Дурацкий герой этого кино живет творчеством, с которым, впрочем, у него проблемы. Погруженность в творчество – его алиби, позволяющее быть абсолютно равнодушным к окружающим: семье, любовницам, поклонникам. Его «замыслы» есть простое уклонение от общественно полезного труда. Он всегда находится в поиске денег, их дают знакомые проститутки, родители, читатели. Но и этим «творческим» алиби все сложнее маскировать невроз, отражающий иррациональность его роли. Чтобы «стимулировать себя» (на самом деле все из-за тех же денег), он совершает убийство во время садо-мазохистской игры и немедленно пускается по поводу этого «революционного акта» в бесконечное словоблудие, а себя отныне называет анархистом. Но когда энтузиазм убийцы вновь иссякает, он сочиняет стих, который, оказывается, уже написал один романтический поэт сто лет назад, да и тот был переводом бодлеровских «Альбатросов». Очень точный диагноз: капитализм любого века, отраженный в голове художественного невротика, может породить только «то же» искусство и обречь его на вечную стилизацию и повтор. Герой инсценирует салоны прошлого: в романтическом гриме и антикварном костюме при свечах в кругу нанятых и так же одетых «учеников» он читает задолго до его рождения сочиненные стихи. Любое «произведение» отсылает нас к своему «моменту творения», который находится в центре богемного мифа о художнике.

# [МАТЕРИАЛ]
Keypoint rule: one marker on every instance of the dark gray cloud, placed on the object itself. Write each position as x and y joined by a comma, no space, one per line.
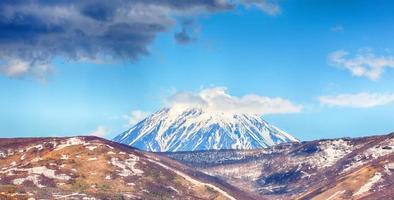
34,32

# [ЗАДАНИЕ 1]
Кто, согласно фрагменту о герое фильма, дает ему деньги?
# [ЗАДАНИЕ 2]
Перескажите фрагмент о герое фильма в двух предложениях.
Материал здесь никак не используется.

# [ОЖИДАЕМЫЙ ОТВЕТ 1]
Знакомые проститутки, родители и читатели.

# [ОЖИДАЕМЫЙ ОТВЕТ 2]
Герой фильма прикрывается творчеством, чтобы оставаться равнодушным к окружающим, и постоянно ищет денег, которые ему дают проститутки, родители и читатели. Совершив ради денег убийство и объявив себя анархистом, он затем сочиняет стих, уже написанный сто лет назад романтическим поэтом, и в антикварном костюме читает нанятым «ученикам» стихи, сочиненные задолго до его рождения.